Each record must be retyped in full. No character may differ.

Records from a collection
○ ○ ○ ○ ○ ○ ○

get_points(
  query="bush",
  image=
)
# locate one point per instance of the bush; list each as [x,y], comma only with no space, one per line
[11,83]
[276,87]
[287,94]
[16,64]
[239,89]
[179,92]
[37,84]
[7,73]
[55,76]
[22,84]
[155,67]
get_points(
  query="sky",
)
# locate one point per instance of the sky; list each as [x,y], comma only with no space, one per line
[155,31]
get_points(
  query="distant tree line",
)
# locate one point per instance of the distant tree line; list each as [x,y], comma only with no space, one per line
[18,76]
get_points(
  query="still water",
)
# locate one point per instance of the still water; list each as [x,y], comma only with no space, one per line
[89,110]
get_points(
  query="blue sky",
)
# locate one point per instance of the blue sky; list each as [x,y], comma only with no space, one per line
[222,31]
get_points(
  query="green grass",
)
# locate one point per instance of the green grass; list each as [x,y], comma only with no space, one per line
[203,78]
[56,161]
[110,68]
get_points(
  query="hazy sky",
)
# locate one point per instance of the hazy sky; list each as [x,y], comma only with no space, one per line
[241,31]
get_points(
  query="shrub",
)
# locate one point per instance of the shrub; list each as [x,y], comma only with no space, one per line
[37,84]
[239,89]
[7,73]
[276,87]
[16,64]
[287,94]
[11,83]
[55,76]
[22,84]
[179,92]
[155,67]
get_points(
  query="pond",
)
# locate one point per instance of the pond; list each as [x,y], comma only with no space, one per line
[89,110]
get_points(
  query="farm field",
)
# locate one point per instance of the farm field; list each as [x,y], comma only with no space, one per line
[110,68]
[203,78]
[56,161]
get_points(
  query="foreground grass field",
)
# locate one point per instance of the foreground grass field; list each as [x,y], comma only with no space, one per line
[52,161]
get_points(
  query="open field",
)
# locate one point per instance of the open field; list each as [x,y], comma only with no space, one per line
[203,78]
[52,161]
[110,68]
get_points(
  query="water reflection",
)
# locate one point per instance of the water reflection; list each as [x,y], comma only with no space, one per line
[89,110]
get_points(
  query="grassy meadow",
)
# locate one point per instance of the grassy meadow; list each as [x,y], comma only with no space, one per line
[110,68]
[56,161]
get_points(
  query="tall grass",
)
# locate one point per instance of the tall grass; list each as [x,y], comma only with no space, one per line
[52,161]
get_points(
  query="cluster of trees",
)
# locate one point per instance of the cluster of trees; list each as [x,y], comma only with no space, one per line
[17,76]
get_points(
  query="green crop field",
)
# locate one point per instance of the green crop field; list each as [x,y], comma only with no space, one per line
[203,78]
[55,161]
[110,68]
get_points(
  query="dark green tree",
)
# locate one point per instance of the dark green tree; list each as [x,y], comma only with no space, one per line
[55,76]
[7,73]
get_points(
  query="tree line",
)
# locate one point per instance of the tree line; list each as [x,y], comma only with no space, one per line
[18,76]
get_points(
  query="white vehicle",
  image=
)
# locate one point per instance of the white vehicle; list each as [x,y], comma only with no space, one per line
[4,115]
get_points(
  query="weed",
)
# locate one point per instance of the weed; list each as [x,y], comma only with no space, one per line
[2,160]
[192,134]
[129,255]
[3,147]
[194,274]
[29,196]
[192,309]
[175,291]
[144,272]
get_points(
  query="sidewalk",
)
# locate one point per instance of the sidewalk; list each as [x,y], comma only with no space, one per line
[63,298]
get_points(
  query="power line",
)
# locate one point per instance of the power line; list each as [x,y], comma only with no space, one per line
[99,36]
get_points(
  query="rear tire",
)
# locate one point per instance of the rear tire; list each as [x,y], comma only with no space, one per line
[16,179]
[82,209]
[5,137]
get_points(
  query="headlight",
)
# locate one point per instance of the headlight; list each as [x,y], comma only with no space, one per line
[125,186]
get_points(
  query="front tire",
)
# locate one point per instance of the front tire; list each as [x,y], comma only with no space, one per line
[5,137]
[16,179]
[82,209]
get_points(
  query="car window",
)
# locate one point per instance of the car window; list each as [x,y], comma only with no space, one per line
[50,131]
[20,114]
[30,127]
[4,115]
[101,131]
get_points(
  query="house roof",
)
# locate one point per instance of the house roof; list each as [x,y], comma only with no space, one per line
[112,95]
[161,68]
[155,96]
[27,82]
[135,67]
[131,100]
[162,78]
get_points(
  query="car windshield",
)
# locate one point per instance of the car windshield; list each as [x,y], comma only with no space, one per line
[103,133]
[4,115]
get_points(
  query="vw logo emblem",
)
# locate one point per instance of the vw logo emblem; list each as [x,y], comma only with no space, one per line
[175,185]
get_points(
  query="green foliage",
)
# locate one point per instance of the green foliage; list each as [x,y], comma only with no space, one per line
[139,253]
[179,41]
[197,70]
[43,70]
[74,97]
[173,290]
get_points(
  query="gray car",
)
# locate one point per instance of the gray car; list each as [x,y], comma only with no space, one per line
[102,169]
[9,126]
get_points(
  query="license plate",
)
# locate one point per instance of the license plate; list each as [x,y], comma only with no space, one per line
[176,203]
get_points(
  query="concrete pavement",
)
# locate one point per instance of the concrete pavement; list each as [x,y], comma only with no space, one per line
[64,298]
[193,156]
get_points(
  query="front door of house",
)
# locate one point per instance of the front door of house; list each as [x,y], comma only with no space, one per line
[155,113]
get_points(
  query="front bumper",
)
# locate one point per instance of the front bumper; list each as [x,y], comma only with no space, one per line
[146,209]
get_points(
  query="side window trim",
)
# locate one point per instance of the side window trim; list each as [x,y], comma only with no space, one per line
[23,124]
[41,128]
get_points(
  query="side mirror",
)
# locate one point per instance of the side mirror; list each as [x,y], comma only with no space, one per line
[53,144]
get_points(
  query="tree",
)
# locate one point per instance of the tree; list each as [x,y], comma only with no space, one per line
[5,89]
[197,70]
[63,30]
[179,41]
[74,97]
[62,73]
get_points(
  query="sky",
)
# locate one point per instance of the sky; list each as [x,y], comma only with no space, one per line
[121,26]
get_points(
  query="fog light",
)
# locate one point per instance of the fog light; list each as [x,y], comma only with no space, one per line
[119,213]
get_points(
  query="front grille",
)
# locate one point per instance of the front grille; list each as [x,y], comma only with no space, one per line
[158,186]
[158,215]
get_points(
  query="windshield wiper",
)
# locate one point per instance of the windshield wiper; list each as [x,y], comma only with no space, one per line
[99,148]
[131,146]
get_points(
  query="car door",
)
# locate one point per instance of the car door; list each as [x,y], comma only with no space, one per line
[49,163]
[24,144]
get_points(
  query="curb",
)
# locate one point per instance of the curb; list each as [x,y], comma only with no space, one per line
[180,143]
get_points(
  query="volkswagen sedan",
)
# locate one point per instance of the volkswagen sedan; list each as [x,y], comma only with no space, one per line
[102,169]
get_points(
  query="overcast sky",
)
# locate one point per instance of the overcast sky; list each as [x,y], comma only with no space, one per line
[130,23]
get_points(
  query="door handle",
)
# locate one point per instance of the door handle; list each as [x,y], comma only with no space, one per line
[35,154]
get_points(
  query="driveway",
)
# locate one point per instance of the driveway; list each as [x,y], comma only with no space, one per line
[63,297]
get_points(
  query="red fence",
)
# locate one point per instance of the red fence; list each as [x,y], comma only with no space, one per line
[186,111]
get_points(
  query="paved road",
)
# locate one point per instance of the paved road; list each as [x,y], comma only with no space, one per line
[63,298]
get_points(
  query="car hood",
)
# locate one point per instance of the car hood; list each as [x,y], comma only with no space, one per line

○ ○ ○ ○ ○ ○ ○

COMPLETE OUTPUT |
get_points(
  query="bush",
  image=
)
# locate one point per instance of the bush; list each as [x,y], comma only with no space, one per line
[11,83]
[276,87]
[287,94]
[16,64]
[239,89]
[179,92]
[37,84]
[7,73]
[55,76]
[22,84]
[155,67]
get_points(
  query="sky",
)
# locate one point per instance of the sky; list each as [x,y], comma only with no space, one per line
[155,31]
get_points(
  query="distant tree line",
)
# locate one point per instance of the distant tree line; list each as [x,y], comma only with no space, one per line
[18,76]
get_points(
  query="still water",
)
# locate one point per instance of the still water; list each as [x,y], comma only with no space, one per line
[89,110]
get_points(
  query="blue sky",
)
# locate one point per instance of the blue sky; list each as [x,y], comma only with no space, one per line
[222,31]
get_points(
  query="green grass",
)
# locate one point per instance of the green grass; list each as [x,y], comma only with no space, one per line
[203,78]
[56,161]
[110,68]
get_points(
  query="hazy sky",
)
# locate one point per instance of the hazy sky; list each as [x,y], comma only with no space, one per line
[241,31]
get_points(
  query="shrub",
)
# locate one point per instance of the shrub; list each as [x,y], comma only with no space, one per line
[37,84]
[239,89]
[7,73]
[276,87]
[16,64]
[287,94]
[11,83]
[55,76]
[22,84]
[179,92]
[155,67]
get_points(
  query="pond",
)
# locate one point per instance of the pond; list each as [x,y], comma only with no space, one per line
[89,110]
get_points(
  query="farm field",
)
# locate one point per instance of the farm field; list each as [x,y], comma only with no space, one per line
[110,68]
[203,78]
[56,161]
get_points(
  query="foreground grass field",
)
# locate one point per instance of the foreground grass field; list each as [x,y], comma only with no space, one per line
[52,161]
get_points(
  query="open field",
)
# locate one point per instance of the open field; list each as [x,y], comma only with no space, one per line
[203,78]
[52,161]
[110,68]
get_points(
  query="water reflection",
)
# locate one point per instance of the water reflection; list each as [x,y], comma only with no space, one per line
[89,110]
get_points(
  query="grassy meadow",
)
# locate one point per instance of the grassy meadow; list each as [x,y], comma only with no space, one per line
[110,68]
[56,161]
get_points(
  query="tall grass",
)
# locate one point per instance of the tall grass; list each as [x,y], comma only with no space, one per line
[52,161]
get_points(
  query="cluster of trees",
)
# locate one point per instance of the cluster of trees; list each as [x,y], comma only with no space, one per line
[17,76]
get_points(
  query="green crop field",
)
# locate one point per instance of the green crop field; list each as [x,y], comma only with no space, one per line
[203,78]
[55,161]
[110,68]
get_points(
  query="dark green tree",
)
# locate one point per instance of the dark green tree; list each as [x,y], comma only with no space, one per line
[55,76]
[7,73]
get_points(
  query="tree line",
)
# locate one point per instance of the tree line; list each as [x,y], comma only with no space, one per line
[18,76]
get_points(
  query="white vehicle",
  image=
)
# locate one point per instance of the white vehicle; list each as [x,y], comma only with no space, one per line
[4,115]
get_points(
  query="weed",
)
# locate one point per instance of the weed; list each as [x,y], comma only with no space, one per line
[2,160]
[192,134]
[129,255]
[3,147]
[194,274]
[29,196]
[192,309]
[175,291]
[144,272]
get_points(
  query="sidewalk",
)
# locate one point per instance of the sidewalk; list each as [x,y], comma only with no space, one per line
[63,298]
get_points(
  query="power line",
)
# locate one point per instance of the power line; list each as [x,y], comma only with no space, one per line
[99,36]
get_points(
  query="rear tire",
)
# locate one point per instance of the rear tire; list each as [x,y], comma only with no space, one per line
[16,179]
[82,209]
[5,137]
get_points(
  query="headlight",
)
# locate one point per instance of the headlight; list each as [x,y], comma only with no space, one per line
[125,186]
get_points(
  query="front tire",
)
# locate one point per instance of the front tire; list each as [x,y], comma only with no space, one per line
[5,137]
[16,179]
[82,209]
get_points(
  query="car window",
)
# locate one point per instance of the car window; list each as [x,y], comma only with no space, one per line
[50,131]
[20,114]
[30,127]
[4,115]
[101,131]
get_points(
  query="house roof",
)
# locate one point per instance of the house roof; list each as [x,y], comma only with no space, one per line
[112,95]
[161,68]
[155,96]
[27,82]
[135,67]
[131,100]
[162,78]
get_points(
  query="car windshield",
)
# locate one point per instance of the car windshield; list each as [x,y], comma only with no space, one per line
[103,133]
[4,115]
get_points(
  query="vw logo emblem",
)
# locate one point per instance of the vw logo emblem; list each as [x,y], comma only with no space, one per line
[175,185]
get_points(
  query="green foliage",
)
# locate one point per instance of the green foliage; list each as [x,y], comma only with no space, one per line
[139,253]
[179,41]
[197,70]
[43,70]
[74,97]
[173,290]
get_points(
  query="gray car",
)
# locate one point per instance of the gray car; list each as [x,y], comma only with no space, one per line
[102,169]
[9,126]
get_points(
  query="license plate",
)
# locate one point per instance of the license plate; list each as [x,y], comma only with no space, one per line
[176,203]
get_points(
  query="concrete pavement",
)
# locate one point per instance of the concrete pavement; list each as [x,y], comma only with no space, one per line
[64,298]
[193,156]
get_points(
  query="front door of house",
)
# locate one point per instance of the front door of house; list each as [x,y], comma only with no space, one per line
[155,113]
get_points(
  query="front bumper",
)
# locate one point per instance of the front bumper; list each as [x,y], comma only with no space, one per line
[146,209]
get_points(
  query="side window trim",
)
# locate one point per instance of the side window trim; list each as [x,y], comma only with no space, one per line
[23,124]
[41,128]
get_points(
  query="side mirror",
)
# locate one point per instance of the side mirror; list each as [x,y], comma only with no space, one per line
[53,144]
get_points(
  query="tree",
)
# locate one point per instance of the tree; list each as [x,y], comma only with no space, one per line
[5,89]
[197,70]
[63,30]
[179,41]
[74,97]
[62,73]
get_points(
  query="sky",
)
# locate one point per instance of the sky; list each as [x,y], comma only with no space, one per line
[121,26]
get_points(
  query="fog light",
)
# locate one point per instance of the fog light; list each as [x,y], comma only with no space, one per line
[119,213]
get_points(
  query="front grille",
)
# locate one point per instance of the front grille; list each as [x,y], comma only with no space, one per line
[158,186]
[158,215]
get_points(
  query="windshield wiper",
)
# locate one point per instance of the windshield wiper; list each as [x,y], comma only with no space, one per line
[99,148]
[131,146]
get_points(
  query="car door",
)
# locate one point per instance of the car door; list each as [x,y], comma only with no space, one per line
[49,163]
[24,144]
get_points(
  query="curb",
)
# locate one point per instance of the curb; list each as [x,y], comma only with no space, one per line
[180,143]
get_points(
  query="volkswagen sedan",
)
# locate one point per instance of the volkswagen sedan; list each as [x,y], comma only with no space, one per line
[102,169]
get_points(
  query="overcast sky",
)
# locate one point per instance of the overcast sky; list each as [x,y], comma only with no space, one per line
[130,23]
get_points(
  query="door handle",
)
# locate one point per instance of the door handle; list each as [x,y], comma only with no space, one per line
[35,154]
get_points(
  query="driveway",
)
# locate one point per instance of the driveway; list each as [x,y], comma only with no space, one per line
[63,297]
get_points(
  query="red fence",
)
# locate one point per instance of the red fence; list each as [x,y], comma only with no space, one per line
[186,111]
get_points(
  query="paved road",
)
# locate one point per instance of the paved road; list each as [x,y], comma only with no space, one per line
[63,298]
get_points(
  query="car hood",
)
# locate one point per instance of the car hood; list each as [x,y], comma only with no space, one per line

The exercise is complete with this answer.